▸ **Text excerpt**:
-\f
-;;;; Training via Bogofilter. Last updated 2002-09-02.
-
-;;; See Paul Graham article, at `http://www.paulgraham.com/spam.html'.
-
-;;; This page is for those wanting to control spam with the help of Eric
-;;; Raymond's speedy Bogofilter, see http://www.tuxedo.org/~esr/bogofilter.
-;;; This has been tested with a locally patched copy of version 0.4.
-
-;;; Make sure Bogofilter is installed. Bogofilter internally uses Judy fast
-;;; associative arrays, so you need to install Judy first, and Bogofilter
-;;; next. Fetch both distributions by visiting the following links and
-;;; downloading the latest version of each:
-;;;
-;;; http://sourceforge.net/projects/judy/
-;;; http://www.tuxedo.org/~esr/bogofilter/
-;;;
-;;; Unpack the Judy distribution and enter its main directory. Then do:
-;;;
-;;; ./configure
-;;; make
-;;; make install
-;;;
-;;; You will likely need to become super-user for the last step. Then, unpack
-;;; the Bogofilter distribution and enter its main directory:
-;;;
-;;; make
-;;; make install
-;;;
-;;; Here as well, you need to become super-user for the last step. Now,
-;;; initialises your word lists by doing, under your own identity:
-;;;
-;;; mkdir ~/.bogofilter
-;;; touch ~/.bogofilter/badlist
-;;; touch ~/.bogofilter/goodlist
-;;;
-;;; These two files are text files you may edit, but you normally don't!

▸ **Recorded information**:
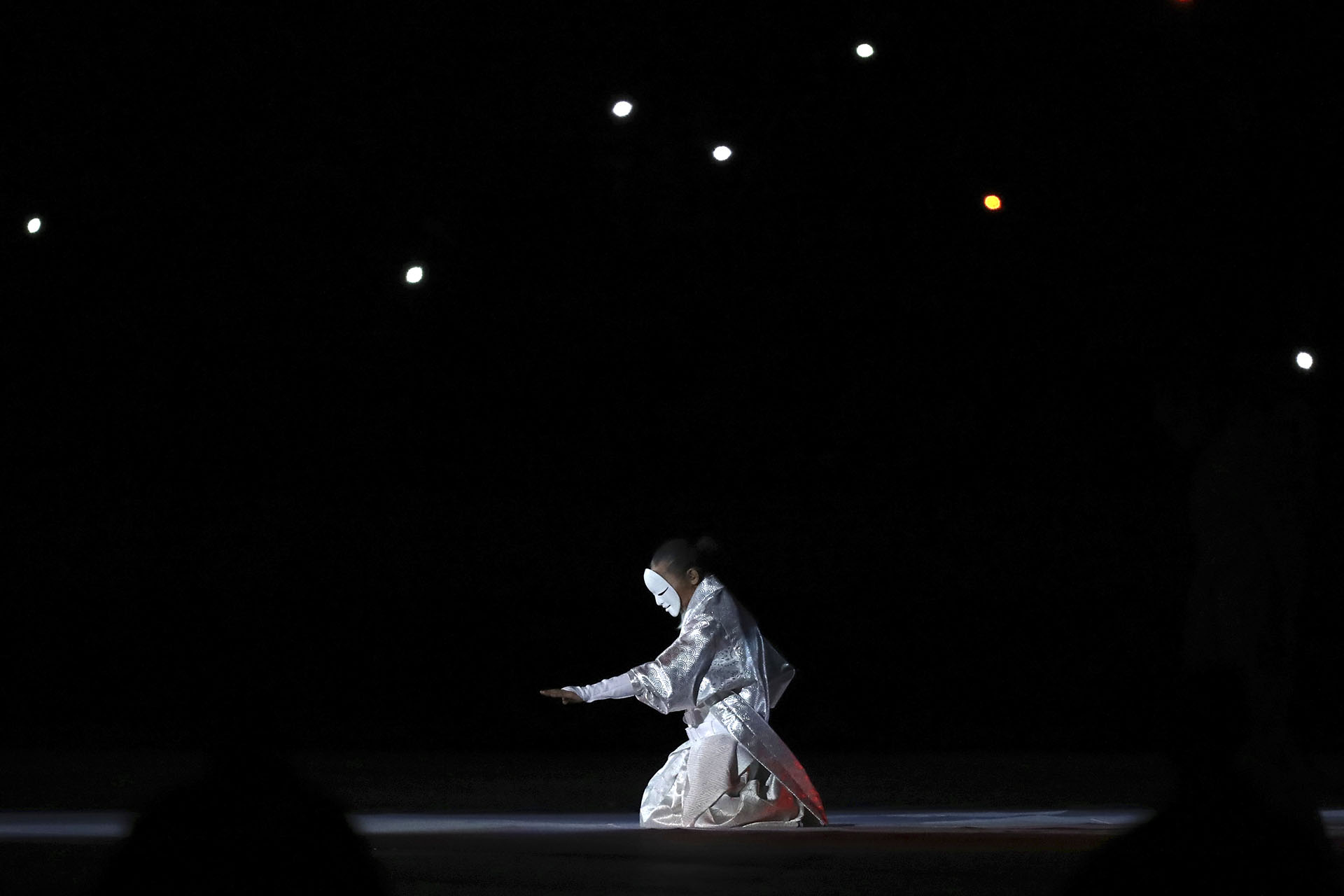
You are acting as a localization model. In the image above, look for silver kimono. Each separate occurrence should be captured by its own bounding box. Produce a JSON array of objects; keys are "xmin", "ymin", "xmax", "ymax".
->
[{"xmin": 629, "ymin": 576, "xmax": 827, "ymax": 827}]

▸ **Exercise prompt**:
Answer these about the Bogofilter setup notes:
(a) Which version of Bogofilter were the notes tested with?
(b) What must be installed before Bogofilter, and what does Bogofilter use it for?
(c) Which two files are created inside ~/.bogofilter?

▸ **Reply to the exercise**:
(a) A locally patched copy of version 0.4.
(b) Judy, because Bogofilter internally uses Judy fast associative arrays.
(c) badlist and goodlist.